* About this exercise: Go through the entries and copy every line that has the string "below" in it.

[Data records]
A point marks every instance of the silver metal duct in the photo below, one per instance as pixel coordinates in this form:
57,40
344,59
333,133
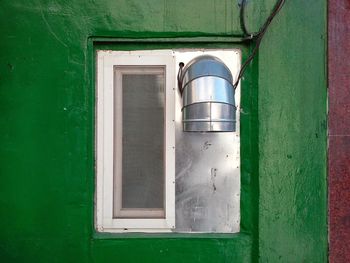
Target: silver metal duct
208,96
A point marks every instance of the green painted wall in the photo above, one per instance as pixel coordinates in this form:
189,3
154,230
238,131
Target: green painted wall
47,134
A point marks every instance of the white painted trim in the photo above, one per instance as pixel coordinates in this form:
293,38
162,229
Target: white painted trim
106,60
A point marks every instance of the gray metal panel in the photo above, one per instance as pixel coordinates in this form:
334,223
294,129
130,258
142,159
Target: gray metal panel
208,169
207,180
208,96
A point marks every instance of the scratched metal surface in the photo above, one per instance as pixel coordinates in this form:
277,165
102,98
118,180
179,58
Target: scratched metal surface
207,173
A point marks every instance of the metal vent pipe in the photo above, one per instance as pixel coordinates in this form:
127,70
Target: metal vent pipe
208,96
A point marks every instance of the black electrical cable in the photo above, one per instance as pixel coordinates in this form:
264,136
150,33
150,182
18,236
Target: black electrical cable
257,37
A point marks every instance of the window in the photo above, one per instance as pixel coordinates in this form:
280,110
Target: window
135,141
152,176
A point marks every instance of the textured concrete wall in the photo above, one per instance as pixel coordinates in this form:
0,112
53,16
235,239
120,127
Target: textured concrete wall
339,129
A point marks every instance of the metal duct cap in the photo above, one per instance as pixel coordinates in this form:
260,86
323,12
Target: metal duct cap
208,96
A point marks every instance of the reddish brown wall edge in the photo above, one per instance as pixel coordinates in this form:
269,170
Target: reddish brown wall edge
339,129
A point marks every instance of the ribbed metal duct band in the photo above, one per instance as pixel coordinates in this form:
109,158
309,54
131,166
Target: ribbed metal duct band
208,96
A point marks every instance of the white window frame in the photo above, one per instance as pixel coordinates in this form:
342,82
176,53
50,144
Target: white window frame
106,60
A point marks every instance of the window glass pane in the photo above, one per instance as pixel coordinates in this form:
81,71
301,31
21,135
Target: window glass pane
142,140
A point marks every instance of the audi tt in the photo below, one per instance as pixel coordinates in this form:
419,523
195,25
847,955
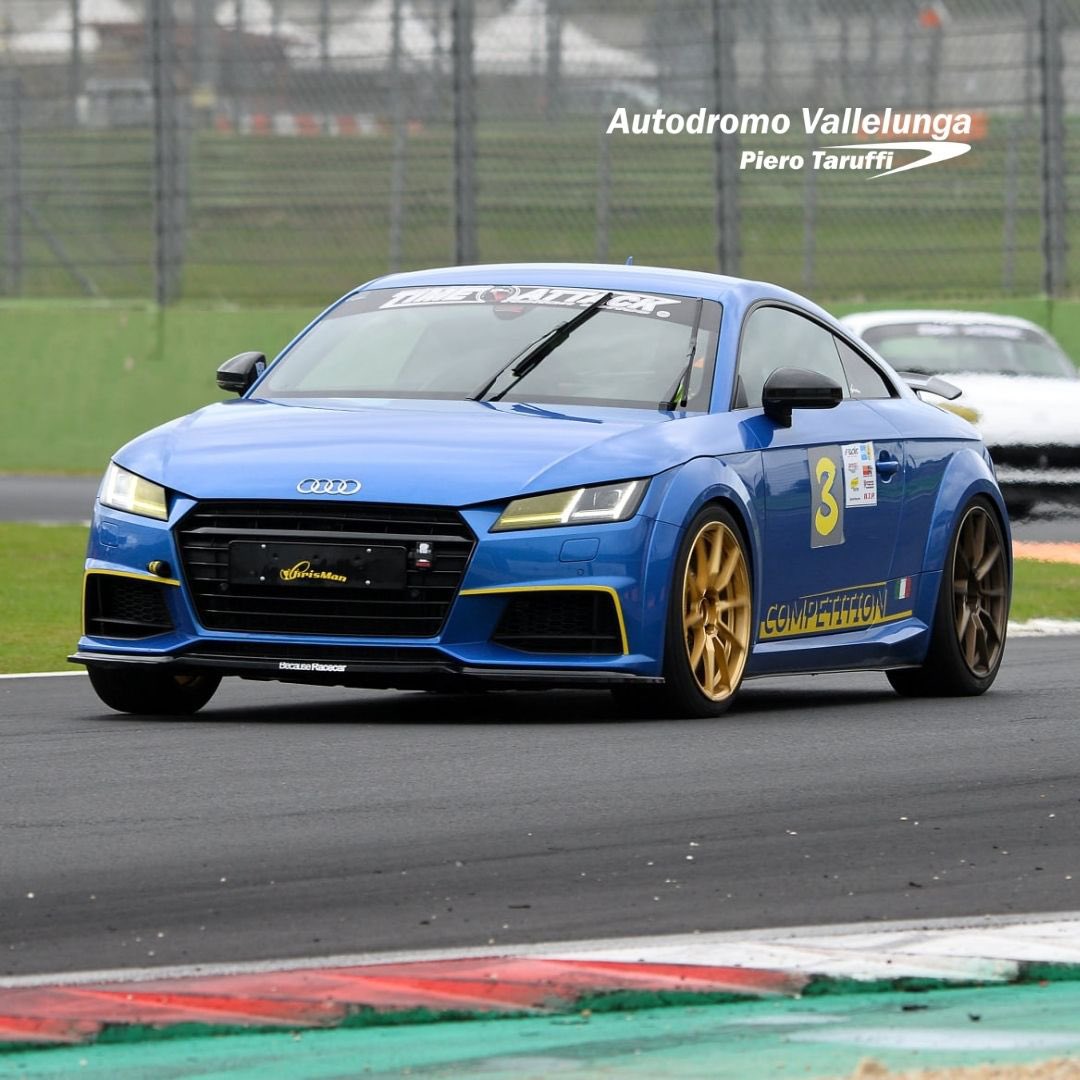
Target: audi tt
650,481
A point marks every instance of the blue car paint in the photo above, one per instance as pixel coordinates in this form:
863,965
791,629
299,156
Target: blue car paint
477,456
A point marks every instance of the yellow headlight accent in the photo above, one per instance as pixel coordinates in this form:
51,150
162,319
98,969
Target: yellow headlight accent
123,490
971,415
580,505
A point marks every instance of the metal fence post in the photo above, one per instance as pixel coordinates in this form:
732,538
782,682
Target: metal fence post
809,221
75,71
1011,199
726,147
11,92
553,57
604,185
464,132
1052,65
169,184
397,161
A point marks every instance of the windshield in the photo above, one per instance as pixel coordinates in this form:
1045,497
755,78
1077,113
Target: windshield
447,341
946,348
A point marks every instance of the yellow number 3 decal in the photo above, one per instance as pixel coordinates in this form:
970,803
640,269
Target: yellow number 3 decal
827,513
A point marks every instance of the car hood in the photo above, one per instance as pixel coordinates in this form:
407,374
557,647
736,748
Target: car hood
1023,409
451,453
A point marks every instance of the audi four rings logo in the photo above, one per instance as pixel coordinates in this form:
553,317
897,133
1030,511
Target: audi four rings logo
319,486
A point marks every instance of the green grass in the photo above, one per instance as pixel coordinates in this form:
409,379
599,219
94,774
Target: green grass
81,379
41,589
40,595
278,220
1045,591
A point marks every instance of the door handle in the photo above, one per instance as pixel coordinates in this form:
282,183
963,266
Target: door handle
887,467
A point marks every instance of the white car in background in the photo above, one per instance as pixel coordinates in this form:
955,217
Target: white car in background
1020,389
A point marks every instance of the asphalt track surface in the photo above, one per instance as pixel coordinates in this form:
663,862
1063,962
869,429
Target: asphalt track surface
301,822
70,499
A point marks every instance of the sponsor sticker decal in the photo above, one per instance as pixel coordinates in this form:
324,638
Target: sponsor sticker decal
860,477
302,571
309,665
851,608
635,304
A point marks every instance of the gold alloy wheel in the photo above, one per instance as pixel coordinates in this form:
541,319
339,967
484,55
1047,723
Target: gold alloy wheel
716,610
980,591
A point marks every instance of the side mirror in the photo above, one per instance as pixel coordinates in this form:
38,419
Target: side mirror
790,388
239,374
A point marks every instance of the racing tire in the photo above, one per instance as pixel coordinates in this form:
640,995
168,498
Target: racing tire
971,616
151,692
710,623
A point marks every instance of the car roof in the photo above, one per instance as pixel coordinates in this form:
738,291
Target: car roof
864,320
638,279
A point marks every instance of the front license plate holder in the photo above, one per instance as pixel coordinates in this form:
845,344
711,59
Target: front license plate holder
270,564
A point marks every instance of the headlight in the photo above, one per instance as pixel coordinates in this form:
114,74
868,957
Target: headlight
580,505
124,490
966,412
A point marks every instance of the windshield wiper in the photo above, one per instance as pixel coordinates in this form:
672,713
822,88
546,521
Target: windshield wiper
536,351
683,387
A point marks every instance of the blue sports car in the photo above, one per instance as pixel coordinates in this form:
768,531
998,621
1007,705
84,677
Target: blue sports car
650,481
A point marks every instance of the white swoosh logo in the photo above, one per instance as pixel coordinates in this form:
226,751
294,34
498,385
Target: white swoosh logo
935,152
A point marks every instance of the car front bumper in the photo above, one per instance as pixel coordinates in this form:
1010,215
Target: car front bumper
626,564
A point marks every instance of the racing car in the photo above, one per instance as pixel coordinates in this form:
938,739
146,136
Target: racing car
656,482
1020,389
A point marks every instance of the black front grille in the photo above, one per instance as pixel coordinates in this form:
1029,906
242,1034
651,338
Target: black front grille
561,621
123,607
1054,456
417,610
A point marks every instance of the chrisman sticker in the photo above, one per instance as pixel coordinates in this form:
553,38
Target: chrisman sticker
852,608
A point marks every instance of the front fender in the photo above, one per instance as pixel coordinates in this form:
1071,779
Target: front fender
738,481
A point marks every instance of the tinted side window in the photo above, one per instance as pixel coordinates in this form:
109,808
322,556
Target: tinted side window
775,337
864,378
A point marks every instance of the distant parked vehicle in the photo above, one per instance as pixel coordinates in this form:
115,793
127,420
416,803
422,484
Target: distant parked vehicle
116,103
1020,389
651,481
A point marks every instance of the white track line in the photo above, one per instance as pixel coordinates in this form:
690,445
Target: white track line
1044,628
990,944
44,674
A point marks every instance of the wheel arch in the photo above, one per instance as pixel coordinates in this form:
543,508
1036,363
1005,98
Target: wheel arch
967,476
704,482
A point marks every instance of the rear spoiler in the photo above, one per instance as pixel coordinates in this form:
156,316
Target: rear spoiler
931,385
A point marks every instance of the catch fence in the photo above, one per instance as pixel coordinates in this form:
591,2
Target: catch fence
264,151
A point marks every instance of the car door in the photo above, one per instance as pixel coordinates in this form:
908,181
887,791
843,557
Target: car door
834,490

* Response area:
A point marks every instance of the silver metal duct in the photo below, one per instance as pixel coordinates in this form:
A point marks every instance of the audi tt in the photo below, one per instance as pixel coordinates in this form:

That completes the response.